### [Supplied text]
=======

Wednesday, October 7, 2015

Taking Resposibility








 I work with a wide variety of personalities in my job as a mediator. Since I’m supposed to be non-judgmental while I guide the parties to a mutually agreeable solution to their problem I spend a lot of time listening to stories that support their position. Often, the stories are exactly that … a story. Designed to explain why things happened the way they did.



And all too often the story completely denies any responsibility for what happened.



Just recently I had a case where the defendant blamed the plaintiff for the injury the plaintiff had received because “they should have been walking on the other sidewalk across the street”  and “the medical treatment they got cost too much money and I don’t believe I need to pay that much” for the injury caused by their negligence. They were eager to admit that an injury had happened, but blind to their responsibility for causing the accident and the injury. It was all the other person’s fault for being present and therefore they were responsible for the accident.

=======

### [Work task 1]
According to the post on taking responsibility, what job does the writer hold?
### [Work task 2]
Carry on writing the post on taking responsibility from the point where it stops.
The entries that come next have no connection to the post on taking responsibility.

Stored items
=======

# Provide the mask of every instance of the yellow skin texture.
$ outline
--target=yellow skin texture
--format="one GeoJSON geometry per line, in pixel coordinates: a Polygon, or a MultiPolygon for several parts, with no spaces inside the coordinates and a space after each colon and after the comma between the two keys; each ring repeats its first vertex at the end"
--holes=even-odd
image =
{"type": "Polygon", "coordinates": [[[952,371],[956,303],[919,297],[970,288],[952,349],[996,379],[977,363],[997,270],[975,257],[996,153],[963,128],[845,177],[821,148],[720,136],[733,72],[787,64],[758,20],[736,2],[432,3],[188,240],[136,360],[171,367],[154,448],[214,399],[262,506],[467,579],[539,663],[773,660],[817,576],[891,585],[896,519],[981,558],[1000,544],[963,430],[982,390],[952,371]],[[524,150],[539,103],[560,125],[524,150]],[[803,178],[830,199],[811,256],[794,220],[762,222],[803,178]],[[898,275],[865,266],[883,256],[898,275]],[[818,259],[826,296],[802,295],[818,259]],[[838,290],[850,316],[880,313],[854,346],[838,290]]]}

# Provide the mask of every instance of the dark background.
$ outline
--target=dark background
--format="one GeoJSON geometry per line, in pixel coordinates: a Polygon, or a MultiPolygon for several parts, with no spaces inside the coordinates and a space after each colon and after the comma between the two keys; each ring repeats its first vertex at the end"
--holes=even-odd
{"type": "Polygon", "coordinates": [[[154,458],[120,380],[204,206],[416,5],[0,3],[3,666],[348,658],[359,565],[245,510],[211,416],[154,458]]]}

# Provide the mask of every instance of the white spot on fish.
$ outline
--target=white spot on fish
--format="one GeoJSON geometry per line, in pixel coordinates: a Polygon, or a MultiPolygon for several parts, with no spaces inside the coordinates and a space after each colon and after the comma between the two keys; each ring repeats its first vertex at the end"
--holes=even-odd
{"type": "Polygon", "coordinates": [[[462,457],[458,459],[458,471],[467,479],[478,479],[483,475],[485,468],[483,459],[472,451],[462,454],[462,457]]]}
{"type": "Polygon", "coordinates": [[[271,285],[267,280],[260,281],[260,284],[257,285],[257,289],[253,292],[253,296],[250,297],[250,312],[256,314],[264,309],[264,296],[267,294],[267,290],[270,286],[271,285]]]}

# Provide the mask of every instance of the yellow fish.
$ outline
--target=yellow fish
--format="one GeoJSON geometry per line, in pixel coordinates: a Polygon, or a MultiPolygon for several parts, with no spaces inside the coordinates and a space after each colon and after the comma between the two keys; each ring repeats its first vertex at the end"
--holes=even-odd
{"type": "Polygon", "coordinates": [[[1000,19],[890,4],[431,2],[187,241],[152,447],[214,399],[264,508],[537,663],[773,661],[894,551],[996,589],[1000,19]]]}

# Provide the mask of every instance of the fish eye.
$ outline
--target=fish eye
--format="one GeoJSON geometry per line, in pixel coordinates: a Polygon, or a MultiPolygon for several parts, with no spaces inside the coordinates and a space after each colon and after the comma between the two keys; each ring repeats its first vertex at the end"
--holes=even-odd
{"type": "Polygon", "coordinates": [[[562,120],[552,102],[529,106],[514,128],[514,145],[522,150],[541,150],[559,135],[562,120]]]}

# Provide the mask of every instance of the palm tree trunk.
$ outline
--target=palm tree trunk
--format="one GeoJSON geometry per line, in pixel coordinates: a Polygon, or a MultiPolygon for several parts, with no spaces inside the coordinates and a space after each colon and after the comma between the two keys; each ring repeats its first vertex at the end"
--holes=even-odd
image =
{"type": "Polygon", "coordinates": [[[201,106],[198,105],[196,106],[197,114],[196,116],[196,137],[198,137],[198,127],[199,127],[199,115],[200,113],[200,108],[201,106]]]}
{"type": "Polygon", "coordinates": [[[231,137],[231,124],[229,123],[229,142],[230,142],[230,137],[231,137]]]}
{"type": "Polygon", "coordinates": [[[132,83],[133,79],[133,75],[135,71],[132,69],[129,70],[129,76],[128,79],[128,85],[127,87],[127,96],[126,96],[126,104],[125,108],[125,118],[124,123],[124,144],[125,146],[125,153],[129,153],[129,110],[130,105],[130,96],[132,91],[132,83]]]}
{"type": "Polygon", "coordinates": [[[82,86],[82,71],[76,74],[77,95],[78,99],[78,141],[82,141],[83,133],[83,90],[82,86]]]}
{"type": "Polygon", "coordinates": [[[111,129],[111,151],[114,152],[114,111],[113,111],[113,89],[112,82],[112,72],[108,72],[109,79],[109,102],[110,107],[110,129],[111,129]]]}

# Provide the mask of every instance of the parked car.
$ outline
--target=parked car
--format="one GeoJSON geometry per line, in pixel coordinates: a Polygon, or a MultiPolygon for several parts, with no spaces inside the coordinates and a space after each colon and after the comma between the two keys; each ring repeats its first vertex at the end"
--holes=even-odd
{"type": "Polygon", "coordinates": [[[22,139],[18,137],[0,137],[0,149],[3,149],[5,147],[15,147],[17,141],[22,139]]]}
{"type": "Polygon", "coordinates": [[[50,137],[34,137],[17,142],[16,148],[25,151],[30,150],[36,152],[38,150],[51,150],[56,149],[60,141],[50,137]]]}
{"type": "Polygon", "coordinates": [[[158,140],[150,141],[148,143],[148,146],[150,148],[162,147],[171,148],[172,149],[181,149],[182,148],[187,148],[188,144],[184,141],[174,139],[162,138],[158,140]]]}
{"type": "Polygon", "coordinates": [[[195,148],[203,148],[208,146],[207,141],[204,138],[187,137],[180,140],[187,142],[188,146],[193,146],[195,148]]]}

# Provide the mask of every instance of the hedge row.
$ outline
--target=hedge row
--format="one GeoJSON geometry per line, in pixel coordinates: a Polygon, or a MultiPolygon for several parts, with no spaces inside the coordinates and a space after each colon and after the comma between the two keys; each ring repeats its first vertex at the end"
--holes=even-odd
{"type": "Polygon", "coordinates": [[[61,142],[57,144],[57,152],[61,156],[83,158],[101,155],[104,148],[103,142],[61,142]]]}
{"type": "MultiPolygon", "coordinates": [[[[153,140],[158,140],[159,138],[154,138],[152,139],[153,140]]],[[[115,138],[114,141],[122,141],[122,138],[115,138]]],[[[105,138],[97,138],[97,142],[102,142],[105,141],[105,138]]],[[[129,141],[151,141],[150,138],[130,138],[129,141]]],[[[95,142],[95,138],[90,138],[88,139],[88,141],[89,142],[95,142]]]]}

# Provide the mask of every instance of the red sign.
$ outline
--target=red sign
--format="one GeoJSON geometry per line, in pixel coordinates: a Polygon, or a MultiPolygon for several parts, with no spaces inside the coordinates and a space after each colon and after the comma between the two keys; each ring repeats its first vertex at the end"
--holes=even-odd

=======

### [Task response 1]
The writer works as a mediator.

### [Task response 2]
Believing as they did, the defendant insisted that they didn’t need to discuss the situation and certainly didn’t owe any money to anyone. They also believed that the plaintiff owed them money for having the temerity to sue them for damages. Not all mediations are successful and this one went back to the court … where the judge ruled the defendant had totally responsibility and must pay for the damages. Something any reasonable observer could have predicted.



In my practice I’m seeing this attitude occurring all too often because my generation taught the younger generation that failure is society’s fault and that the individual is not responsible for anything other than self-satisfaction. And the younger generation continued and expanded that silliness by insisting that no one should suffer the stigma of failure.



I don’t have any solution, all I can do is hope that in the future (near future, I hope) the idea of resiliency and responsibility takes root and finds fertile ground.